##### Textauszug

Am 7. April stellte die Ratte Ralf Rüdiger, die zusammen mit Moderator Robert Steiner durch die Sendung führt, den Kindern die Aufgabe Bundeskanzler Sebastian Kurz zu zeichnen: „Ein Porträt hätten wir gerne. Und zwar von unserem Bundeskanzler. Mit einer österreichischen Fahne dazu vielleicht auch noch.“ Das sorgte für Kritik. „Der Standard“ zitiert Facebook-Nutzer, die von einem “heiligen Sebastian” und Personenkult schreiben. „Heute“-Chefredakteur Christian Nusser hat sich der Aktion in seinem täglichen Newsletter gewidmet und fühlt sich an seine Kindheit erinnert, in der Politiker mit selbst gebastelten Fahnen bejubelt wurden. Kim Jong Un sei jetzt auch auf Österreich aufmerksam geworden, schreibt Nusser überspitzt. Auch auf Facebook spielen mehrere Kommentare auf Nordkorea und die dort gelebte Heldenverehrung des Staatsoberhauptes an. „Liebes Radio-Wien-Team, ich hoffe, das Seminar bei uns hat euch was gebracht und Ihr seid wieder gut nach Hause gekommen, Herzlichst, euer Kim“, postete ein User.

##########
##### Datensätze

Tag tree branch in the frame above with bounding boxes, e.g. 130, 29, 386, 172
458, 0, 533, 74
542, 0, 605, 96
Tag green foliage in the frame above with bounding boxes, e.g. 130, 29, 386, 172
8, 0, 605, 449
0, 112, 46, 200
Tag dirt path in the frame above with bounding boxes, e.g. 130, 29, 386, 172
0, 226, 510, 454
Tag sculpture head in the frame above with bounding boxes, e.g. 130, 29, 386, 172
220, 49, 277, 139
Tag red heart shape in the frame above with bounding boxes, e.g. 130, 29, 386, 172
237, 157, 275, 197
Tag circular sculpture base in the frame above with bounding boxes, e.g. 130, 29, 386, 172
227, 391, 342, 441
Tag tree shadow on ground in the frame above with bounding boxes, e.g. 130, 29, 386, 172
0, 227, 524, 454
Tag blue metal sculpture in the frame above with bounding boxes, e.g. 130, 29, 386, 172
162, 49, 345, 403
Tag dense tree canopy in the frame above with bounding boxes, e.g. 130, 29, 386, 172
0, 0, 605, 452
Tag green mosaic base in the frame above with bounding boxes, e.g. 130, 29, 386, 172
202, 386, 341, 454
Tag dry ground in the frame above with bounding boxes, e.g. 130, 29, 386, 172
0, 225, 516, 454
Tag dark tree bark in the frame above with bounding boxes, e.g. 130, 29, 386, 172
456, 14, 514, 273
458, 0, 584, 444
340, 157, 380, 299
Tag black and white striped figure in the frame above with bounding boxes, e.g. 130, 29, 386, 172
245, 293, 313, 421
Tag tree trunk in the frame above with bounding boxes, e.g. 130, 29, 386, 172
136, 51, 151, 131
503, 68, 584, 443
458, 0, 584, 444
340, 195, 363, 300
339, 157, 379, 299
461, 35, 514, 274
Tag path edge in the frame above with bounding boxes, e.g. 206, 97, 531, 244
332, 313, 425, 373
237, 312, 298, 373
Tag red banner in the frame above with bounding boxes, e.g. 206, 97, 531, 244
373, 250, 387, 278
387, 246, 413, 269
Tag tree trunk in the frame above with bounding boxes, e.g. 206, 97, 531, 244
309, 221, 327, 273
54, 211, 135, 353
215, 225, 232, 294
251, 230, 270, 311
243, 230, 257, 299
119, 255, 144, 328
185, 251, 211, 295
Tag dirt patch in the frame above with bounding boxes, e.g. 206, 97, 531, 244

##########

Beantworten Sie anhand des Textauszugs über die Zeichenaufgabe für Kinder diese Fragen:
1. An welchem Tag stellte die Ratte Ralf Rüdiger den Kindern die Aufgabe?
2. Wen sollten die Kinder zeichnen?
3. Wer widmete sich der Aktion in seinem täglichen Newsletter?
Die Datensätze stammen aus einer anderen Quelle als der Textauszug.

*Lösung*.
1. Am 7. April.
2. Bundeskanzler Sebastian Kurz.
3. Christian Nusser, Chefredakteur von „Heute“.